Supplied material:
Start of Block
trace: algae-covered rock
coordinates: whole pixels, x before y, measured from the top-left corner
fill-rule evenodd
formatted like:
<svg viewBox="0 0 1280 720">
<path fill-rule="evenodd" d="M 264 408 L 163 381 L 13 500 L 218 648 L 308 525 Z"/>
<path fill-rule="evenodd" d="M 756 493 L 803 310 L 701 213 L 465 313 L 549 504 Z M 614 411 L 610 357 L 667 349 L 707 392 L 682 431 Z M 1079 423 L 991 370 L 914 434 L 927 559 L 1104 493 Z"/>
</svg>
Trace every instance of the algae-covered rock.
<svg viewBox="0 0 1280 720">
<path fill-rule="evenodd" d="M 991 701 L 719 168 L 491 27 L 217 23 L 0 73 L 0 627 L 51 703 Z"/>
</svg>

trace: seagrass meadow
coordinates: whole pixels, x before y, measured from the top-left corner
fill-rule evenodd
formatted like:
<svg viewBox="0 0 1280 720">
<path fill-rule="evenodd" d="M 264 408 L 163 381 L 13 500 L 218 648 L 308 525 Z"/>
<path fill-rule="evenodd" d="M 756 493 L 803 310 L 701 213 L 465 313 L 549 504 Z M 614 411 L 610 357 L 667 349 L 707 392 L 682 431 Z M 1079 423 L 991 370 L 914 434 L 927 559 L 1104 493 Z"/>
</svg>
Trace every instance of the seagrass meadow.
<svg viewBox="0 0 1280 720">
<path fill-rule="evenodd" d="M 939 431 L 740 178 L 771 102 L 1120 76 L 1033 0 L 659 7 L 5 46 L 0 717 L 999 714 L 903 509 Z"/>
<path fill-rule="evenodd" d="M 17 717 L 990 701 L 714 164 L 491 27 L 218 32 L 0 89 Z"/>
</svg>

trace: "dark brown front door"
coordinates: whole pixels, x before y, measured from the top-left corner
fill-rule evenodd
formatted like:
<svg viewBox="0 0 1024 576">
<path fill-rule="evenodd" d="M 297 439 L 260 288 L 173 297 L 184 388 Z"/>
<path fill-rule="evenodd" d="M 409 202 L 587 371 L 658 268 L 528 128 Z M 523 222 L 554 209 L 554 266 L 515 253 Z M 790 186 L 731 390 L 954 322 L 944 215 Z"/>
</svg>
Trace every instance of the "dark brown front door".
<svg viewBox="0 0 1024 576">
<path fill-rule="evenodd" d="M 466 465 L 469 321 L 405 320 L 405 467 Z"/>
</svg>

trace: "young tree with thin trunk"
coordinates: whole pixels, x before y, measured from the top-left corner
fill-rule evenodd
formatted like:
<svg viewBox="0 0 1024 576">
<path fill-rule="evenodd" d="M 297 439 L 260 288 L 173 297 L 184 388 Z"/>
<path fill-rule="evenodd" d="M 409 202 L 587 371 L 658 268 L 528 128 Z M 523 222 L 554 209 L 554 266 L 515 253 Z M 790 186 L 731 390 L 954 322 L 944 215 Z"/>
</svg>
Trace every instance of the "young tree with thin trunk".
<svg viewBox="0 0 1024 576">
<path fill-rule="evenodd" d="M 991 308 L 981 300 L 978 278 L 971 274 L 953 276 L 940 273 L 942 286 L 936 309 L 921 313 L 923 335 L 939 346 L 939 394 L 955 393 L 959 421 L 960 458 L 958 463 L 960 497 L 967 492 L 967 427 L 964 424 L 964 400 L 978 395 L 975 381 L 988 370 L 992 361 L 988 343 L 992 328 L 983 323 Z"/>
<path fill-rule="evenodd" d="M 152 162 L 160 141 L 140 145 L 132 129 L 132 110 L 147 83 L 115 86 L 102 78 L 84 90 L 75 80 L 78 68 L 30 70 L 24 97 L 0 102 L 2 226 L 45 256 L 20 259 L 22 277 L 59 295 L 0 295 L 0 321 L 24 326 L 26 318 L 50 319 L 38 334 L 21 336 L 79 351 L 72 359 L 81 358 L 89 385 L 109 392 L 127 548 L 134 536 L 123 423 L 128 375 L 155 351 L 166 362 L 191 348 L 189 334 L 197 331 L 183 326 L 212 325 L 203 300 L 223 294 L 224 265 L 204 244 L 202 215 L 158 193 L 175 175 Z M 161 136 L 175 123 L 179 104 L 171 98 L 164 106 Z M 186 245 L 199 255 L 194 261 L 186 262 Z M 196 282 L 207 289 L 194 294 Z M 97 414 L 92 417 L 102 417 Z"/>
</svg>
End of Block
What you will do: Restate all entries above verbatim.

Solution to the exercise:
trace: algae-covered rock
coordinates: whole pixels, x before y, measured from the top-left corner
fill-rule evenodd
formatted like:
<svg viewBox="0 0 1280 720">
<path fill-rule="evenodd" d="M 264 408 L 163 381 L 13 500 L 218 648 L 308 525 Z"/>
<path fill-rule="evenodd" d="M 756 493 L 803 310 L 701 213 L 465 313 L 549 504 Z M 614 411 L 610 357 L 667 349 L 707 392 L 682 431 Z M 1079 423 L 991 370 L 914 434 L 927 559 L 1104 493 Z"/>
</svg>
Trace every instance of the algae-covered rock.
<svg viewBox="0 0 1280 720">
<path fill-rule="evenodd" d="M 991 701 L 719 168 L 491 27 L 217 23 L 0 73 L 0 627 L 51 703 Z"/>
</svg>

trace: seagrass meadow
coordinates: whole pixels, x before y, measured from the top-left corner
fill-rule evenodd
formatted like:
<svg viewBox="0 0 1280 720">
<path fill-rule="evenodd" d="M 264 408 L 163 381 L 13 500 L 218 648 L 308 525 Z"/>
<path fill-rule="evenodd" d="M 756 493 L 803 310 L 701 213 L 465 313 L 549 504 Z M 614 411 L 610 357 L 667 349 L 707 392 L 682 431 Z M 1079 423 L 991 370 L 914 434 L 927 559 L 1104 493 Z"/>
</svg>
Trace every instance of the seagrass meadow.
<svg viewBox="0 0 1280 720">
<path fill-rule="evenodd" d="M 939 431 L 740 178 L 771 102 L 1120 76 L 1033 0 L 659 7 L 5 46 L 0 717 L 999 714 L 903 509 Z"/>
<path fill-rule="evenodd" d="M 17 717 L 990 701 L 714 164 L 491 27 L 218 32 L 0 89 Z"/>
</svg>

trace: "dark brown front door"
coordinates: whole pixels, x before y, measured from the top-left corner
fill-rule evenodd
formatted like:
<svg viewBox="0 0 1024 576">
<path fill-rule="evenodd" d="M 297 439 L 260 288 L 173 297 L 184 388 Z"/>
<path fill-rule="evenodd" d="M 409 202 L 587 371 L 658 268 L 528 128 Z M 523 222 L 554 209 L 554 266 L 515 253 Z M 790 186 L 731 390 L 954 322 L 944 215 Z"/>
</svg>
Trace every instance of the "dark brown front door".
<svg viewBox="0 0 1024 576">
<path fill-rule="evenodd" d="M 466 465 L 469 321 L 405 320 L 405 467 Z"/>
</svg>

trace: "young tree with thin trunk"
coordinates: whole pixels, x before y, measured from the top-left corner
fill-rule evenodd
formatted like:
<svg viewBox="0 0 1024 576">
<path fill-rule="evenodd" d="M 297 439 L 260 288 L 173 297 L 184 388 Z"/>
<path fill-rule="evenodd" d="M 409 202 L 587 371 L 658 268 L 528 128 Z M 523 222 L 554 209 L 554 266 L 515 253 Z M 790 186 L 731 390 L 954 322 L 944 215 Z"/>
</svg>
Trace every instance of the "young tree with thin trunk".
<svg viewBox="0 0 1024 576">
<path fill-rule="evenodd" d="M 991 308 L 981 300 L 978 278 L 971 274 L 953 276 L 940 273 L 942 286 L 936 309 L 921 313 L 923 335 L 939 346 L 939 394 L 955 393 L 959 421 L 960 458 L 958 463 L 960 497 L 967 492 L 967 427 L 964 424 L 964 400 L 978 395 L 975 381 L 988 370 L 992 361 L 988 343 L 992 328 L 983 323 Z"/>
<path fill-rule="evenodd" d="M 152 162 L 160 141 L 140 145 L 132 129 L 132 110 L 147 83 L 115 86 L 102 78 L 84 90 L 75 80 L 78 68 L 30 70 L 24 97 L 0 102 L 2 226 L 45 256 L 20 259 L 22 277 L 59 295 L 0 295 L 0 321 L 24 326 L 26 318 L 50 319 L 38 334 L 21 336 L 79 351 L 72 359 L 81 358 L 89 385 L 109 392 L 127 548 L 134 536 L 123 423 L 128 375 L 155 351 L 166 362 L 191 348 L 189 334 L 197 331 L 183 326 L 212 325 L 203 300 L 223 294 L 224 265 L 204 244 L 202 215 L 158 193 L 175 175 Z M 161 136 L 175 123 L 179 104 L 171 98 L 164 106 Z M 186 245 L 199 255 L 194 261 L 186 262 Z M 196 282 L 207 289 L 194 294 Z M 97 414 L 92 417 L 102 417 Z"/>
</svg>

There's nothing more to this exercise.